Problem to work on: The listing has to be given again in full and exactly.

Source data:
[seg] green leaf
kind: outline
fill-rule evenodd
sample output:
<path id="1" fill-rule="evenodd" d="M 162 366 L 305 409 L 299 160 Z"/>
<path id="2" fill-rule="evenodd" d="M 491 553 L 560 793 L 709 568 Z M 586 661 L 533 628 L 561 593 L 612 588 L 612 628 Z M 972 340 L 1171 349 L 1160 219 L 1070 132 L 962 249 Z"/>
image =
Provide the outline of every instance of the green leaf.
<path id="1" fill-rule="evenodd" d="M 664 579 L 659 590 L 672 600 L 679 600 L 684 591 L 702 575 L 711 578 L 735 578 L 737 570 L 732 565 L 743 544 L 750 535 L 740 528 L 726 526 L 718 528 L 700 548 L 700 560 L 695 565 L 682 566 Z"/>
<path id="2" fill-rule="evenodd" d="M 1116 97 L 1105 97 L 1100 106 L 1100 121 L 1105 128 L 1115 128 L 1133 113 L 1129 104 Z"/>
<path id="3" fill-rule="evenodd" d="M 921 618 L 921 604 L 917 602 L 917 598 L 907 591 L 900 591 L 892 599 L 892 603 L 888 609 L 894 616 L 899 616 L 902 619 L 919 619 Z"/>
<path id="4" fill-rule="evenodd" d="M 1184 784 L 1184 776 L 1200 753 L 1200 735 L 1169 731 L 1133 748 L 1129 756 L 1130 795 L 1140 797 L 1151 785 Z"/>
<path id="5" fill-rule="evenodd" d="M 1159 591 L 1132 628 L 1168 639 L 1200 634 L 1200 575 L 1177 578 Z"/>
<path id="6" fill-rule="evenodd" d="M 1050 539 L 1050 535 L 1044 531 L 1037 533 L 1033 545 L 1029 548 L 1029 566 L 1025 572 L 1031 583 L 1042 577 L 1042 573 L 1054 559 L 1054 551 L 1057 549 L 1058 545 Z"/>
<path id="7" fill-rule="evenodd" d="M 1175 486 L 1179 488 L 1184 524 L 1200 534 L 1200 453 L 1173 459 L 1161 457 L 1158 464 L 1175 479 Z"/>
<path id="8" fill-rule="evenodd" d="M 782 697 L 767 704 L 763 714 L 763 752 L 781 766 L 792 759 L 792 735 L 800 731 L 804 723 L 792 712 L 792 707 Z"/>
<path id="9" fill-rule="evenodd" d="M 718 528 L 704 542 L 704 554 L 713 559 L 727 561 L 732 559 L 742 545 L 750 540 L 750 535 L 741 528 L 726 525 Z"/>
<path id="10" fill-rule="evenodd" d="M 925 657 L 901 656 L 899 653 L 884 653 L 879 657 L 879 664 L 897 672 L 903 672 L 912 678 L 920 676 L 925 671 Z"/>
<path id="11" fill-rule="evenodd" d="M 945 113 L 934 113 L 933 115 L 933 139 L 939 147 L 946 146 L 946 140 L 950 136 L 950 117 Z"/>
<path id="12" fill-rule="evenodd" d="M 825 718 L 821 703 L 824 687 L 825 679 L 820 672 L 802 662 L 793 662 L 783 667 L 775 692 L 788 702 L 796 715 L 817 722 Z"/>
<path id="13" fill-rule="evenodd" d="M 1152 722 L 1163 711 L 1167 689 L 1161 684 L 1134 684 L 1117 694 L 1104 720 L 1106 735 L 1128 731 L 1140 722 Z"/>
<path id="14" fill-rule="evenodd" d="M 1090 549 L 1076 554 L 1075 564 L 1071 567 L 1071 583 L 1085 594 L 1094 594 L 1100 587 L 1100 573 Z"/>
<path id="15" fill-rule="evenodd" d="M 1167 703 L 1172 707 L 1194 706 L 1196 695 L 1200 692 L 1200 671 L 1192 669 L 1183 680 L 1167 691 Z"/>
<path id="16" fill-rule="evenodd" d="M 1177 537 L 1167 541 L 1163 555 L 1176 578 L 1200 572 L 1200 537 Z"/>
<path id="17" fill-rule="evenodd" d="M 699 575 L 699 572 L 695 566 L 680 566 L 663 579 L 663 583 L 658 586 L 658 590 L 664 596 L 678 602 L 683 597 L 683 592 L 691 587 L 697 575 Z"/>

Your solution:
[seg] green leaf
kind: outline
fill-rule evenodd
sample output:
<path id="1" fill-rule="evenodd" d="M 162 366 L 305 409 L 299 160 Z"/>
<path id="2" fill-rule="evenodd" d="M 491 553 L 560 793 L 709 568 Z M 586 661 L 533 628 L 561 593 L 612 588 L 612 628 Z M 972 340 L 1171 349 L 1160 219 L 1070 132 L 962 249 Z"/>
image =
Provide the outline of every instance of the green leaf.
<path id="1" fill-rule="evenodd" d="M 664 579 L 659 590 L 672 600 L 679 600 L 684 591 L 702 575 L 711 578 L 735 578 L 737 570 L 732 565 L 743 544 L 750 535 L 740 528 L 726 526 L 718 528 L 700 548 L 700 560 L 695 565 L 682 566 Z"/>
<path id="2" fill-rule="evenodd" d="M 1116 97 L 1105 97 L 1100 106 L 1100 121 L 1105 128 L 1115 128 L 1133 113 L 1129 104 Z"/>
<path id="3" fill-rule="evenodd" d="M 921 618 L 921 604 L 917 602 L 917 598 L 907 591 L 900 591 L 892 599 L 892 603 L 888 609 L 894 616 L 899 616 L 902 619 L 919 619 Z"/>
<path id="4" fill-rule="evenodd" d="M 1184 784 L 1184 776 L 1200 753 L 1200 735 L 1169 731 L 1133 748 L 1129 756 L 1130 795 L 1140 797 L 1151 785 Z"/>
<path id="5" fill-rule="evenodd" d="M 1159 591 L 1132 628 L 1168 639 L 1200 634 L 1200 575 L 1177 578 Z"/>
<path id="6" fill-rule="evenodd" d="M 1050 539 L 1050 535 L 1044 531 L 1037 533 L 1033 545 L 1029 548 L 1029 566 L 1025 572 L 1031 583 L 1042 577 L 1042 573 L 1054 559 L 1054 551 L 1057 549 L 1058 545 Z"/>
<path id="7" fill-rule="evenodd" d="M 1175 486 L 1179 488 L 1184 524 L 1200 534 L 1200 453 L 1173 459 L 1161 457 L 1158 464 L 1175 479 Z"/>
<path id="8" fill-rule="evenodd" d="M 782 697 L 767 704 L 763 714 L 763 752 L 781 766 L 792 759 L 792 735 L 800 731 L 804 723 L 792 712 L 792 707 Z"/>
<path id="9" fill-rule="evenodd" d="M 718 528 L 704 542 L 704 554 L 713 559 L 727 561 L 732 559 L 742 545 L 750 540 L 750 535 L 741 528 L 726 525 Z"/>
<path id="10" fill-rule="evenodd" d="M 925 657 L 901 656 L 899 653 L 884 653 L 879 657 L 879 664 L 897 672 L 903 672 L 912 678 L 920 676 L 925 671 Z"/>
<path id="11" fill-rule="evenodd" d="M 945 113 L 934 113 L 933 115 L 933 139 L 939 147 L 946 146 L 946 140 L 950 136 L 950 117 Z"/>
<path id="12" fill-rule="evenodd" d="M 825 718 L 821 703 L 824 687 L 825 679 L 820 672 L 802 662 L 793 662 L 783 667 L 775 692 L 788 702 L 796 715 L 817 722 Z"/>
<path id="13" fill-rule="evenodd" d="M 1152 722 L 1163 711 L 1167 689 L 1161 684 L 1134 684 L 1117 694 L 1104 720 L 1106 735 L 1128 731 L 1140 722 Z"/>
<path id="14" fill-rule="evenodd" d="M 1090 549 L 1076 554 L 1075 564 L 1071 567 L 1071 583 L 1085 594 L 1094 594 L 1100 587 L 1100 573 Z"/>
<path id="15" fill-rule="evenodd" d="M 1167 703 L 1172 707 L 1194 706 L 1196 695 L 1200 692 L 1200 671 L 1192 669 L 1183 680 L 1167 691 Z"/>
<path id="16" fill-rule="evenodd" d="M 1177 537 L 1167 541 L 1163 555 L 1176 578 L 1200 572 L 1200 537 Z"/>
<path id="17" fill-rule="evenodd" d="M 699 575 L 699 572 L 695 566 L 680 566 L 663 579 L 663 583 L 658 586 L 658 590 L 664 596 L 678 602 L 683 597 L 683 592 L 691 587 L 697 575 Z"/>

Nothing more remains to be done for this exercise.